Exercise:
Please report every line in the material below where the word "missing" is found.

Excerpted records:
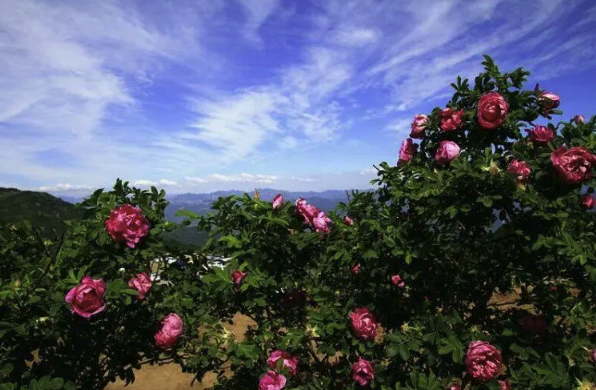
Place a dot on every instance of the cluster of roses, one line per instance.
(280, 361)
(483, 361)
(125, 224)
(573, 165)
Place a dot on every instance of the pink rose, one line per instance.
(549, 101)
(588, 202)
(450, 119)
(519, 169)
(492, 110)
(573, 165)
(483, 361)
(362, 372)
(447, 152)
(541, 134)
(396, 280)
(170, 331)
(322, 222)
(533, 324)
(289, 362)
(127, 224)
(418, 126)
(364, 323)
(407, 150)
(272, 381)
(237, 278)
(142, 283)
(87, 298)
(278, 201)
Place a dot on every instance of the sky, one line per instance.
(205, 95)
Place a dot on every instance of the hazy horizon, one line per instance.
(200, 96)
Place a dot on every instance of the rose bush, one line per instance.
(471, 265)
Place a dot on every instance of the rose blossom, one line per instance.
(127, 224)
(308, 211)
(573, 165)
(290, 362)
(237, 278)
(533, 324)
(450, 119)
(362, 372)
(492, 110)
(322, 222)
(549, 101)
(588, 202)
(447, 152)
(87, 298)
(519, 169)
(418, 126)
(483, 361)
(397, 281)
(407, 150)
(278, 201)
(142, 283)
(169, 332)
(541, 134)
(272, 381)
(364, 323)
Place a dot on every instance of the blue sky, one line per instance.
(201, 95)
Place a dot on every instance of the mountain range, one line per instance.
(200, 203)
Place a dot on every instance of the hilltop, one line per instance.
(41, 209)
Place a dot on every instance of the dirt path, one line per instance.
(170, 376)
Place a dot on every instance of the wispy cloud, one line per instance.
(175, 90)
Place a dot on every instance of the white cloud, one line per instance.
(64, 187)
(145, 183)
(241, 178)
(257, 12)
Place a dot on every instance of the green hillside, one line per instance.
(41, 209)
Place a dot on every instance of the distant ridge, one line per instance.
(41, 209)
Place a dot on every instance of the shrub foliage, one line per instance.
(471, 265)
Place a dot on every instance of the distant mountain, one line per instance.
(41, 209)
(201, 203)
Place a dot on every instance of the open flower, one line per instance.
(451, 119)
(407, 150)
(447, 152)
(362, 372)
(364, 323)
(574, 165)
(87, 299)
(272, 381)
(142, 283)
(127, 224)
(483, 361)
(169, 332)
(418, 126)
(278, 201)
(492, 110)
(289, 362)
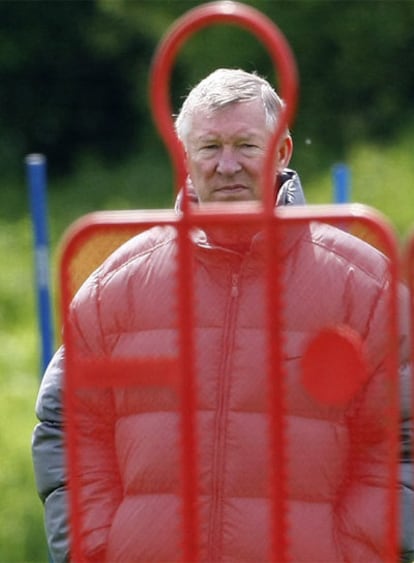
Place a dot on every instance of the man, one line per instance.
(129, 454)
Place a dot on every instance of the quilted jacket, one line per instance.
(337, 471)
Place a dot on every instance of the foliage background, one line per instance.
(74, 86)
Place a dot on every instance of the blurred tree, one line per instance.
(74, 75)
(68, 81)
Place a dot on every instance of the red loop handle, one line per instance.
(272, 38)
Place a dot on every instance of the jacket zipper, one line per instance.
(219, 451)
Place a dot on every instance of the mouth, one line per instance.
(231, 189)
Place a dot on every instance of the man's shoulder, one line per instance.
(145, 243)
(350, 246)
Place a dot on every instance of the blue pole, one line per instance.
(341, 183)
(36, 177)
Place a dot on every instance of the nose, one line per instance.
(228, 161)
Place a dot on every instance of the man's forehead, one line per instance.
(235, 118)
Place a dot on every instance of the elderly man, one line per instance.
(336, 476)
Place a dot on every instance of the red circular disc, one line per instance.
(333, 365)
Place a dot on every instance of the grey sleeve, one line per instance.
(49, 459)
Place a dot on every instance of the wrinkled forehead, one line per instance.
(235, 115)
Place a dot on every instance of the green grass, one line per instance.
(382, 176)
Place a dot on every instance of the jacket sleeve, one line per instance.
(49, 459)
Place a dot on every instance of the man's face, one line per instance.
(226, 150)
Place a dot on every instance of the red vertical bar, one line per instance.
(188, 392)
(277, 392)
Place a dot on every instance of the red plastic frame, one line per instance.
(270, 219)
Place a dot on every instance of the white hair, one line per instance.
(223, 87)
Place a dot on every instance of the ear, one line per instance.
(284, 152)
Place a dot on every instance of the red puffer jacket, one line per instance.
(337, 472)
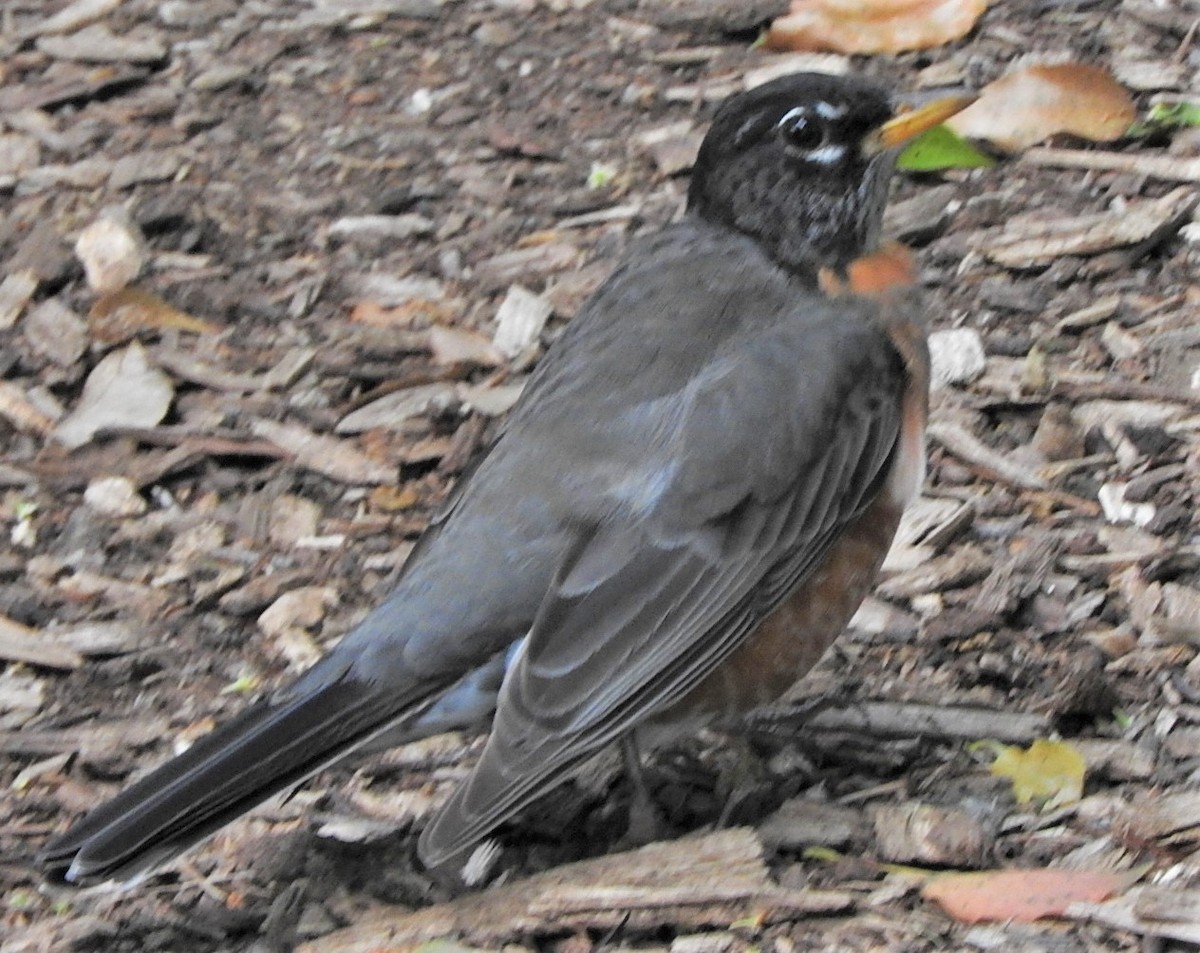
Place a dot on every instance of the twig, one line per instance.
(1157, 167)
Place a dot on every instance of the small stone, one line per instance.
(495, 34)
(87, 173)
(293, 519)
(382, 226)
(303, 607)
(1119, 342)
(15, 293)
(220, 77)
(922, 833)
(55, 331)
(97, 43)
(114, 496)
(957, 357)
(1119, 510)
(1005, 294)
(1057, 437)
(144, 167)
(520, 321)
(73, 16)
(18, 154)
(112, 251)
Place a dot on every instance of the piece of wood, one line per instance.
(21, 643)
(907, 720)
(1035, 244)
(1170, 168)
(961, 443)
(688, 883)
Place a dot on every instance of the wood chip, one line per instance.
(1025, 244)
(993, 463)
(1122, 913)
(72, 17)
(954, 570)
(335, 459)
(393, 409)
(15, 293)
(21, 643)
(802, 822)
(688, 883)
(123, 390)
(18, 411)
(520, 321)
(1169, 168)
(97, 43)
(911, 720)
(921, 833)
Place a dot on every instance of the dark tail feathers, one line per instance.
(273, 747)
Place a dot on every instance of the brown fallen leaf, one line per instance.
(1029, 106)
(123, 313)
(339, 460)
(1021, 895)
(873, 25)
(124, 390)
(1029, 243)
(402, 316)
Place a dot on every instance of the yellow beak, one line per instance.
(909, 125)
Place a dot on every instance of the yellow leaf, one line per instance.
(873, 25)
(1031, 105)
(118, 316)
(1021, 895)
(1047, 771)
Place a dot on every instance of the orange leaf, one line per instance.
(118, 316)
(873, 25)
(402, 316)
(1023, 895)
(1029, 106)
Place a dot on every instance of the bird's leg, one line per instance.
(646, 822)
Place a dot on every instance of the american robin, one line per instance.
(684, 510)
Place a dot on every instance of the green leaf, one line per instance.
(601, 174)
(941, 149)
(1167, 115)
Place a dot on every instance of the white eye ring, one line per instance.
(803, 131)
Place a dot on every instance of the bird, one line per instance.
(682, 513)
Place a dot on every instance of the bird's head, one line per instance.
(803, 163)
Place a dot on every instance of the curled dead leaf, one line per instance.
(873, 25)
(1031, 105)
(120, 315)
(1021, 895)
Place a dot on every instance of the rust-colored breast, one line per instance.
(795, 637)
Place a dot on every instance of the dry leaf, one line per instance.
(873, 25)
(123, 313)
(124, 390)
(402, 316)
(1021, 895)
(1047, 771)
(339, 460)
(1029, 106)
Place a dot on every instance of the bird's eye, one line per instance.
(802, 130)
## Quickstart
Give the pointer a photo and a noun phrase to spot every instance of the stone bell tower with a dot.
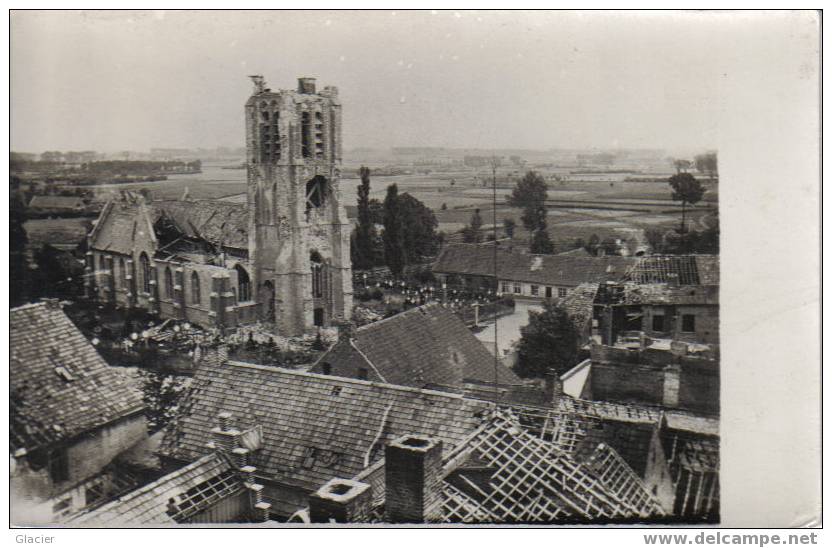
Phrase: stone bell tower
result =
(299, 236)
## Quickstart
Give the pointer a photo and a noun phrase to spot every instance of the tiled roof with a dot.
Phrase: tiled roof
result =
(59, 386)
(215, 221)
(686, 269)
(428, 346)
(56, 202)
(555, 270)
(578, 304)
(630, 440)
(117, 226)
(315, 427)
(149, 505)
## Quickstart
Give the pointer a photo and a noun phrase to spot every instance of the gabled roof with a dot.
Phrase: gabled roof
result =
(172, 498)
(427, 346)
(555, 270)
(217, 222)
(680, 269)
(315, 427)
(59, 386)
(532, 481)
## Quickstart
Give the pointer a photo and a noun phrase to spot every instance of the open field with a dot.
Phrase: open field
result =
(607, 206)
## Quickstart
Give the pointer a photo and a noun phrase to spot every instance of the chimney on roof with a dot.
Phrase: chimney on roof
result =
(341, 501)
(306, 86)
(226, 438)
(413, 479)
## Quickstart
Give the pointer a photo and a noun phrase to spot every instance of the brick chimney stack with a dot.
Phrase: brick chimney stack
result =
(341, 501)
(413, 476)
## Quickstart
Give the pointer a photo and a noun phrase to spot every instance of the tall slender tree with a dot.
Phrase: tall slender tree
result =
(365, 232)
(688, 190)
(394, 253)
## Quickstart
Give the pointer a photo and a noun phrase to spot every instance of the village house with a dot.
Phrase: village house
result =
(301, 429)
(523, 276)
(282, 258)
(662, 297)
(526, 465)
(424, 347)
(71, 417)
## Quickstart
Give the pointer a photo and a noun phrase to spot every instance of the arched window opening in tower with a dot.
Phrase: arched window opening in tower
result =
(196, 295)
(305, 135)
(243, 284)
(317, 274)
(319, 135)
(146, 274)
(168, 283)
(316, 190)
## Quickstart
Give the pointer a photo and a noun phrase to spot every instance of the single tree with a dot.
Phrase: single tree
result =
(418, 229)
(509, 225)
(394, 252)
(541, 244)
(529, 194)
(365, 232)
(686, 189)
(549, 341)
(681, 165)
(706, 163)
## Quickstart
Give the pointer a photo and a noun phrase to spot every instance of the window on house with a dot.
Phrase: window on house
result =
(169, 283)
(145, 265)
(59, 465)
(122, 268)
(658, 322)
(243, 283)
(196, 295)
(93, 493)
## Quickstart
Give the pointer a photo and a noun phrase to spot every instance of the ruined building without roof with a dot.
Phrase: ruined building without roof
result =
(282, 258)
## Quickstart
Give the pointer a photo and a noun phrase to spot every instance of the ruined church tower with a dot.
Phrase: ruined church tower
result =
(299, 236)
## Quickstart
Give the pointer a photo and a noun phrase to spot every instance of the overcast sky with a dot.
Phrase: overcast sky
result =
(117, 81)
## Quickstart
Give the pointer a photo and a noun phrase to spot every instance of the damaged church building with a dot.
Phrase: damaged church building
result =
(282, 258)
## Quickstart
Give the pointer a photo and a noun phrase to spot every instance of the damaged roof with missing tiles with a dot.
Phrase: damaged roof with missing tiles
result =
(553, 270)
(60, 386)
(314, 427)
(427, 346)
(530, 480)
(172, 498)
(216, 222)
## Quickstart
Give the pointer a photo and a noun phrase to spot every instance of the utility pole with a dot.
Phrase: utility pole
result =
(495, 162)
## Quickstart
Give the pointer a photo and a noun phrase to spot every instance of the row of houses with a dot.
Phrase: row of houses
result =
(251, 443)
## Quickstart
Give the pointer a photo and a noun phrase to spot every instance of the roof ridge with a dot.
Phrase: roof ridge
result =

Result of the task:
Give the pointer a photo and a noun phrase to spot every instance of the damaged roof with missing tiles with a dot.
Phrase: damaged roof with missing tiles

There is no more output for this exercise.